**EXERCISE BRIEF**
Could you write out each of the records below exactly?

**EXTRACTED ENTRIES**
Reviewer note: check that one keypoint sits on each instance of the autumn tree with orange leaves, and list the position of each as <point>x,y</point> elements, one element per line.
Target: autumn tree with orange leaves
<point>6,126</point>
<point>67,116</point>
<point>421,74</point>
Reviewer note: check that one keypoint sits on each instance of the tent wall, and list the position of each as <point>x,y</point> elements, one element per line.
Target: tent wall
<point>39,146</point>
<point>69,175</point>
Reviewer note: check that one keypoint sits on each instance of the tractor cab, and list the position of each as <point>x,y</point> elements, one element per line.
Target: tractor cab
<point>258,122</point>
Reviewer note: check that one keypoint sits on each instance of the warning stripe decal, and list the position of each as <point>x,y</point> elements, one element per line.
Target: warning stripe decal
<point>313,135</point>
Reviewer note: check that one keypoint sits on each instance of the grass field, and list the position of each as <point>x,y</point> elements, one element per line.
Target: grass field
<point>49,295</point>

**FINAL ANSWER**
Reviewer note: check that one keypoint sits on each instance of the autumn tree with orange leaves, and list the position of each as <point>x,y</point> elements, one element per line.
Target: autumn tree with orange leaves
<point>6,126</point>
<point>67,116</point>
<point>421,74</point>
Reviewer note: check that one keypoint sits on each instance of the tent wall, and list the position of each as <point>x,y</point> elements, one element per line.
Target: tent wall
<point>39,146</point>
<point>69,175</point>
Reviewer note: check that one keypoint sits on each instance of the tractor cab, and list the position of each as <point>x,y</point> elements, one element per line.
Target: tractor cab
<point>258,122</point>
Reviewer note: check that one keypoint sits on each instance of the warning stripe decal, and list the position of each as <point>x,y</point> elements, one element per line.
Target: warning stripe decal
<point>313,135</point>
Reviewer note: check that one keypoint sits on each instance of the grass field, and list the position of each as <point>x,y</point> elements, one element per line.
Target: grass field
<point>49,295</point>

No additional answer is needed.